| Activity |
Would you write out the records below exactly as given?

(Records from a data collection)
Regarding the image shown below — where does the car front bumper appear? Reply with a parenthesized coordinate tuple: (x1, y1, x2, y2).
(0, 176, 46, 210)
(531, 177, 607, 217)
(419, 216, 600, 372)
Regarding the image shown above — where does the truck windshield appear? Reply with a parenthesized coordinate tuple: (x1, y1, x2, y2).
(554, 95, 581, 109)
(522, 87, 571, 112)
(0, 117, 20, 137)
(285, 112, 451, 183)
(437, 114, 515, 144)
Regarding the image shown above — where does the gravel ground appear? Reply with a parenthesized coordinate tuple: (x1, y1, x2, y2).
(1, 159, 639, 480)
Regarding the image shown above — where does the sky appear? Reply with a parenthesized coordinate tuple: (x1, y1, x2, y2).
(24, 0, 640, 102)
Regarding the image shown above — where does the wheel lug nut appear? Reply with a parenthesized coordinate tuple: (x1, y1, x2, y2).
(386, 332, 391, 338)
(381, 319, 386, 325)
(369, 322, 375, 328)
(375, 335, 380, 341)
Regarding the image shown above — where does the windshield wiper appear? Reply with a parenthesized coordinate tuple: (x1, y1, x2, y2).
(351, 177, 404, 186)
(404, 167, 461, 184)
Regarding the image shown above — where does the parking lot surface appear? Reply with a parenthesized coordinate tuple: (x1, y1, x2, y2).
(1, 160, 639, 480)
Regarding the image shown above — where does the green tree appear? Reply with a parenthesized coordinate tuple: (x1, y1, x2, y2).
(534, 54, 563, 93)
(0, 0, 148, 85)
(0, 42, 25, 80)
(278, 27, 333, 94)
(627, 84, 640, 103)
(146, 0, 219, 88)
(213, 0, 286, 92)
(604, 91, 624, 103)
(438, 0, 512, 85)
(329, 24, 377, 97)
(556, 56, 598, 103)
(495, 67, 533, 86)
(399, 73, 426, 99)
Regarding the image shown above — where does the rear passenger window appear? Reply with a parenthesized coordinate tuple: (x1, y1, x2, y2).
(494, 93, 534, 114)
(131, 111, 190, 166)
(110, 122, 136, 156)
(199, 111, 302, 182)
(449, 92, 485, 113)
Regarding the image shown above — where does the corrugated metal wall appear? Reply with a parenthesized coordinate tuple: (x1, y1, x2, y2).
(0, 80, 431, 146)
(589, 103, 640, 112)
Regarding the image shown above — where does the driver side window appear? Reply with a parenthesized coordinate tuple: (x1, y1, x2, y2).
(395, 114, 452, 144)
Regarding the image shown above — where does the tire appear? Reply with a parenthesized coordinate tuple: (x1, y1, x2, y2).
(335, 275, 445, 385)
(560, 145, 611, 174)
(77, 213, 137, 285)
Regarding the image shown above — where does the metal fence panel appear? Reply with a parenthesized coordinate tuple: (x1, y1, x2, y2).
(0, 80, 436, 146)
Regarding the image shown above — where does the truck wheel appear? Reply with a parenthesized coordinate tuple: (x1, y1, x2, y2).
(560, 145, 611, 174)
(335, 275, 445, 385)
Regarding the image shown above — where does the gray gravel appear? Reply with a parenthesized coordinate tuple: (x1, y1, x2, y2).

| Reply |
Regarding the image shown below — where does the car front bumper appear? Reply with a parenthesized coordinate tuple: (x1, y1, x2, y2).
(0, 176, 46, 210)
(531, 177, 607, 217)
(419, 216, 600, 372)
Regarding the image shown above — where does the truck windshield appear? Reply with a parenthesized coordinate tuple: (x1, y1, x2, y2).
(554, 95, 581, 109)
(522, 87, 571, 112)
(0, 117, 20, 137)
(285, 112, 451, 183)
(437, 114, 515, 144)
Regarding the image shown above — where does the gravel ground appear? Reply with a parenthesized coordinate tuple: (x1, y1, x2, y2).
(1, 159, 639, 480)
Regarding the image shown above — where does the sky appear? Reply with a parenthesized coordinate tuple: (x1, y1, x2, y2).
(24, 0, 640, 102)
Regarding the image shown above — where does the wheel lug nut appear? Reply with a parenthesized coordinate tuple: (x1, y1, x2, y2).
(386, 332, 391, 338)
(381, 319, 386, 325)
(369, 322, 375, 328)
(375, 335, 380, 341)
Regarding the image shown above — where does the windshield wiper appear? Reply with a parenthesized coordinate tuple: (x1, y1, x2, y2).
(351, 177, 404, 186)
(404, 167, 461, 184)
Regarding the image shown above — where does the parking lot surface appear? Reply with a parenthesized coordinate tuple: (x1, y1, x2, y2).
(1, 160, 639, 480)
Regarding the image shown above — where does the green tree appear? Reply with a parenthesized coordinate tuple: (x1, y1, x2, y2).
(534, 54, 563, 93)
(0, 0, 148, 85)
(0, 42, 25, 80)
(278, 27, 333, 94)
(627, 84, 640, 103)
(146, 0, 219, 88)
(213, 0, 286, 92)
(604, 91, 624, 103)
(438, 0, 512, 85)
(329, 24, 377, 97)
(556, 56, 598, 103)
(495, 67, 533, 86)
(399, 73, 426, 99)
Regarding the image shown above — where does the rear passenger window appear? Reply with a parenthesized coordinate tuple: (x1, y1, x2, y2).
(494, 93, 534, 114)
(131, 111, 190, 166)
(110, 122, 136, 156)
(199, 111, 302, 182)
(449, 92, 485, 113)
Regarding the image shown above — where does the corrugated metal wall appear? Reply with a parenthesized coordinate tuple: (x1, y1, x2, y2).
(0, 80, 431, 146)
(589, 103, 640, 112)
Regarding the image shown above — where does the driver side window appear? Reply with a parenthesized coordinate tuple: (x1, y1, x2, y2).
(395, 114, 452, 144)
Regarding the image shown above — where does the tire appear? Reply with a parenthesized coordinate tuple: (x1, y1, x2, y2).
(335, 275, 445, 385)
(560, 145, 611, 174)
(77, 213, 137, 285)
Regarding the image shown above — where does the metal fence panel appear? Reply with a parenthesized coordinate tuple: (x1, y1, x2, y2).
(0, 80, 436, 146)
Regarding the image shown above — where does the truck wheel appear? Reply with a parenthesized coordinate tuple: (x1, y1, x2, y2).
(560, 145, 611, 174)
(335, 275, 445, 385)
Regarding the image shown above — where does the gray gravel appear? Reply with a parenthesized coordinate tuple: (x1, y1, x2, y2).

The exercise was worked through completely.